PODANY TEKST »
REKLAMA
  1. Autoblog
  2. Wiadomości

W siedem lat utył o 400 kilogramów. Teraz męczy się z nadwagą. To twój nowy samochód

Średnia masa nowego samochodu wzrosła o 400 kilogramów w ciągu zaledwie siedmiu lat. To nie tylko ogromne zwiększenie zużycia dróg i emisji pyłów, ale też potworne marnotrawstwo zasobów. Wszystko przez SUV-y i elektryfikację.

02.07.2024
9:42
W siedem lat utył o 400 kilogramów. Teraz męczy się z nadwagą. To twój nowy samochód
REKLAMA

Nie bardzo wiem w jaki sposób producenci samochodów mogą mówić, że idą w stronę neutralności węglowej, skoro z roku na rok zużywają coraz więcej zasobów na wyprodukowanie pojedynczego samochodu. Nikogo raczej nie zdziwi, jak przypomnę że samochody z lat 70. czy 80. ważyły po kilkaset kilogramów i działały, ale mało kto pewnie spodziewa się, jak proces tycia radykalnie przyspieszył w ostatnich latach. Sprawdził to angielski tygodnik Autocar, który testuje wszystkie nowe samochody dostępne na rynku i posiada rozbudowaną bazę modeli.

REKLAMA

Pod uwagę wzięto lata 2016-2023 i na jaw wyszły przerażające dane

Już w 2016 r. przeciętny samochód był monstrualnie ciężki. Ważył 1553 kilogramy. Przypomnę, że mowa o średniej wartości dla wszystkich samochodów osobowych w UE, gdzie rządzi segment miejski i kompaktowy. Przypomnę też, że w PRL 1695 kg ważył furgon Nysa, a Żuk w wersji z otwartą skrzynią ładunkową był nawet lżejszy.

PRZEKAZANY MATERIAŁ »
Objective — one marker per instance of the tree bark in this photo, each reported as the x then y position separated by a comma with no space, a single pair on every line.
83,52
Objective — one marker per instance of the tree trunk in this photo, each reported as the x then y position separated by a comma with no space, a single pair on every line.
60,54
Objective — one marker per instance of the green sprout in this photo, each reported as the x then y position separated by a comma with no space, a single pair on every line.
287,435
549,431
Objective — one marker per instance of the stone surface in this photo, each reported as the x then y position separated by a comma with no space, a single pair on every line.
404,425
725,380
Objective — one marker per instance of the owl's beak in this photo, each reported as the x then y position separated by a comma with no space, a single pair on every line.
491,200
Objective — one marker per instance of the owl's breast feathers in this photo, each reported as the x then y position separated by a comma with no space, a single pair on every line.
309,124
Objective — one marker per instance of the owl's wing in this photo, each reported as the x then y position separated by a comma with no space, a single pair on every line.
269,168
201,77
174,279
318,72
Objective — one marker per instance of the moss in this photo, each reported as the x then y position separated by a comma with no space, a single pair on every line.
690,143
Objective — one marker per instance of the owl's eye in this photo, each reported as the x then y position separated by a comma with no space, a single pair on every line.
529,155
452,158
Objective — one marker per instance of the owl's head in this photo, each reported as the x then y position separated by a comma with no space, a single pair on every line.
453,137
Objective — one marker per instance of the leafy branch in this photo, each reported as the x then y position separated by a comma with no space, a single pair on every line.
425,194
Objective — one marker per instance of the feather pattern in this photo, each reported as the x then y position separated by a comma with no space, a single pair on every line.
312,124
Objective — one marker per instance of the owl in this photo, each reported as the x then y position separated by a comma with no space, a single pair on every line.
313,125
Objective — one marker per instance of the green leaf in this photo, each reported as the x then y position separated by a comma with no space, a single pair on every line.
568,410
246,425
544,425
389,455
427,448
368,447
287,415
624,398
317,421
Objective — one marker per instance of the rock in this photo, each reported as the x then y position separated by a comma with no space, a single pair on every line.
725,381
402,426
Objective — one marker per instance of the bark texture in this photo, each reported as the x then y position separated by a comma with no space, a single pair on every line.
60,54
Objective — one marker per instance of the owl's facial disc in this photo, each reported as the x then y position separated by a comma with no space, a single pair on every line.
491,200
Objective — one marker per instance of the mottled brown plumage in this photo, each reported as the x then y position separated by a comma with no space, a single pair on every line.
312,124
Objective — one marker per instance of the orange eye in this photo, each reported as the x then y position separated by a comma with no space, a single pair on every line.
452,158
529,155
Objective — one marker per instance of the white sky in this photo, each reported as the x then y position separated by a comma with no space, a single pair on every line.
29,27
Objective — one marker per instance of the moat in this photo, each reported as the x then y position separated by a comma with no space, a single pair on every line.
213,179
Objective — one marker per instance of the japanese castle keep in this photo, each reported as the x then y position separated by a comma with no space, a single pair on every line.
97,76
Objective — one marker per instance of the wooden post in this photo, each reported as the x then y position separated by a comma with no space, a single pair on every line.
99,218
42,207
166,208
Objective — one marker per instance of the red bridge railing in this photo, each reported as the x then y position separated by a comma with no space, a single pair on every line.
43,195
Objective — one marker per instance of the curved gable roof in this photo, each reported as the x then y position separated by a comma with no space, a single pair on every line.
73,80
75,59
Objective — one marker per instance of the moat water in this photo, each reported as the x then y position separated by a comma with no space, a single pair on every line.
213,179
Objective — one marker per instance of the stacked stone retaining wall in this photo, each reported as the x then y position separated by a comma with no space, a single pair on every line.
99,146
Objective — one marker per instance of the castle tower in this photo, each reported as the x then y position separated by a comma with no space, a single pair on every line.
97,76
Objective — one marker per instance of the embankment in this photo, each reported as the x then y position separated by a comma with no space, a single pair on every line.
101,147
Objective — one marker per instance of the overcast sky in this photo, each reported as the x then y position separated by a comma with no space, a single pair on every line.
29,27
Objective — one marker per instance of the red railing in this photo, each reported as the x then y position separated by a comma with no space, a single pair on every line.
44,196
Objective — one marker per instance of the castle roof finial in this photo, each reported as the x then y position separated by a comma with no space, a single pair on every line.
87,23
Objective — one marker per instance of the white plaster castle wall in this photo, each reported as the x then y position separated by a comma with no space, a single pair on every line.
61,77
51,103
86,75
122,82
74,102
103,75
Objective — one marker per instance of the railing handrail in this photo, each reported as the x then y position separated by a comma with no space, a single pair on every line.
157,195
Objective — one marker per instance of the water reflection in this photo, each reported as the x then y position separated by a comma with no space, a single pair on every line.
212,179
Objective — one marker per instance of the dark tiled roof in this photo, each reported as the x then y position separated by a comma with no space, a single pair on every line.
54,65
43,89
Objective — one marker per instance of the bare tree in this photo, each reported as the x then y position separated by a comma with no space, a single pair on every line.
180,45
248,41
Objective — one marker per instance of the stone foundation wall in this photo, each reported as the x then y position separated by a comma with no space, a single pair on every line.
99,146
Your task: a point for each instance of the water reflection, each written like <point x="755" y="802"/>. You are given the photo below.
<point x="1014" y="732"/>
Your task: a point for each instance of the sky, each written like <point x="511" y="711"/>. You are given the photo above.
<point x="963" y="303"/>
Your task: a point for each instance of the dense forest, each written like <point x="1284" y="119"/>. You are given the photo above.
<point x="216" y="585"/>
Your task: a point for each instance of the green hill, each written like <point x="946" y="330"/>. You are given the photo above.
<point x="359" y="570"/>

ZADANIE DO WYKONANIA »
We fragmencie tekstu o rosnącej masie nowych samochodów, który zaczyna się od słów „Pod uwagę wzięto” i kończy na „był nawet lżejszy.”, zamień „przerażające” na „niepokojące”, a potem podaj cały ten fragment ponownie. Rekordy to osobny materiał, niezwiązany z tekstem.

POPRAWNA ODPOWIEDŹ »
Pod uwagę wzięto lata 2016-2023 i na jaw wyszły niepokojące dane

Już w 2016 r. przeciętny samochód był monstrualnie ciężki. Ważył 1553 kilogramy. Przypomnę, że mowa o średniej wartości dla wszystkich samochodów osobowych w UE, gdzie rządzi segment miejski i kompaktowy. Przypomnę też, że w PRL 1695 kg ważył furgon Nysa, a Żuk w wersji z otwartą skrzynią ładunkową był nawet lżejszy.